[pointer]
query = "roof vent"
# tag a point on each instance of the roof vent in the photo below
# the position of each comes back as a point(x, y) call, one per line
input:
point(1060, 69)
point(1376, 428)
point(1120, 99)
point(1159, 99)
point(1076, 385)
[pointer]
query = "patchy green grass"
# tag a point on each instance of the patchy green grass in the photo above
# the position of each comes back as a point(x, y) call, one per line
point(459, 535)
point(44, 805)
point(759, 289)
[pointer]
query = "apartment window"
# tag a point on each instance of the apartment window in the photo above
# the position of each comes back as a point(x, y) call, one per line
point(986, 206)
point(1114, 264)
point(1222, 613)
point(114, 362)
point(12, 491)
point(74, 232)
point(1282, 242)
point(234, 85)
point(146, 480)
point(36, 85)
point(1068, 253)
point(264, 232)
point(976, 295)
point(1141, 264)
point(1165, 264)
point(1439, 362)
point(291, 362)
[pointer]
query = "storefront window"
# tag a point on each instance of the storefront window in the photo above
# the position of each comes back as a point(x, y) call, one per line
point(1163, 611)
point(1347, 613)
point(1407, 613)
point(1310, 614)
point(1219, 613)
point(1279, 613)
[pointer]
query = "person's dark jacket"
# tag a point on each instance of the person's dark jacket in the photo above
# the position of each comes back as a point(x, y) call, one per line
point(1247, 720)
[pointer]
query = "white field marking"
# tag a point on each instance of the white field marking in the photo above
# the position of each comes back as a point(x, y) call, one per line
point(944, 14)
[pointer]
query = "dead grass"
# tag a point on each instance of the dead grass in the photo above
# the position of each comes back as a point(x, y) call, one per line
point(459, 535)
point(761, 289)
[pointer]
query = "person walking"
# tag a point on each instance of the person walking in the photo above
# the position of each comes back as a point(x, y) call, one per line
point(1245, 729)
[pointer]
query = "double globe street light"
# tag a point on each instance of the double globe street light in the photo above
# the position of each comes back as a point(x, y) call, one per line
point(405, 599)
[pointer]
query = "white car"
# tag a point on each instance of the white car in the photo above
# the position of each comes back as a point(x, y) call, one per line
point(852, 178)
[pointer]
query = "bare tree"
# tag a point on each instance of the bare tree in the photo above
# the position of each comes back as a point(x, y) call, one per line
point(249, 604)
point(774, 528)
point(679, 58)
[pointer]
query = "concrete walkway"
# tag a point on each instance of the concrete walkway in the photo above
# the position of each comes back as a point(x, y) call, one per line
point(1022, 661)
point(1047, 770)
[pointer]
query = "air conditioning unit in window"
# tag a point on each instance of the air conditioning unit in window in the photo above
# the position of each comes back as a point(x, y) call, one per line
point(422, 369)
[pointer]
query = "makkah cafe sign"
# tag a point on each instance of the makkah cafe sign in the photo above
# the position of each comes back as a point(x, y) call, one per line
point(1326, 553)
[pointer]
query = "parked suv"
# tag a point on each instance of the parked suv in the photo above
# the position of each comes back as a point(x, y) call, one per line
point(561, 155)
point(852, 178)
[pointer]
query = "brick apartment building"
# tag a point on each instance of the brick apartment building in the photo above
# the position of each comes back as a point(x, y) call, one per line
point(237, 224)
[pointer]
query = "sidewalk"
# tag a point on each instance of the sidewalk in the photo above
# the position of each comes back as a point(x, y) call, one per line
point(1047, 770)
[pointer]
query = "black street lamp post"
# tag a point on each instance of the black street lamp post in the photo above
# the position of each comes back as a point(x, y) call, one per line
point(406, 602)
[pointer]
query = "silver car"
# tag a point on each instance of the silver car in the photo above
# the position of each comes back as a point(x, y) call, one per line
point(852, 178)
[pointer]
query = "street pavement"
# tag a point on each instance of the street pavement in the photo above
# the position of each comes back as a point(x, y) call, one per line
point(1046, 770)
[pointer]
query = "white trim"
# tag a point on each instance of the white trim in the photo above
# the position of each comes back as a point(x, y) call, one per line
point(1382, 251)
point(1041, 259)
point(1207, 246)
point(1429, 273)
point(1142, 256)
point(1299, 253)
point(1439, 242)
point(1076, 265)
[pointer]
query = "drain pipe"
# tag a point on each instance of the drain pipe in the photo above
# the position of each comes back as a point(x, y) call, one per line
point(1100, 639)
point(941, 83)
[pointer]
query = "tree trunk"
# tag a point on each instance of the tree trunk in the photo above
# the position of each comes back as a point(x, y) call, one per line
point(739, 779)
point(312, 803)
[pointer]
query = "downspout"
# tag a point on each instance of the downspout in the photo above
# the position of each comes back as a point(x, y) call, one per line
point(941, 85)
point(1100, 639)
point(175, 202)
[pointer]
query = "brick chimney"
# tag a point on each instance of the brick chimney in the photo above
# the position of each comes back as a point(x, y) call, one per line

— Prompt —
Among the entries, how many lines include the word "jacket"? Answer with a single number and nothing further.

— Problem solution —
2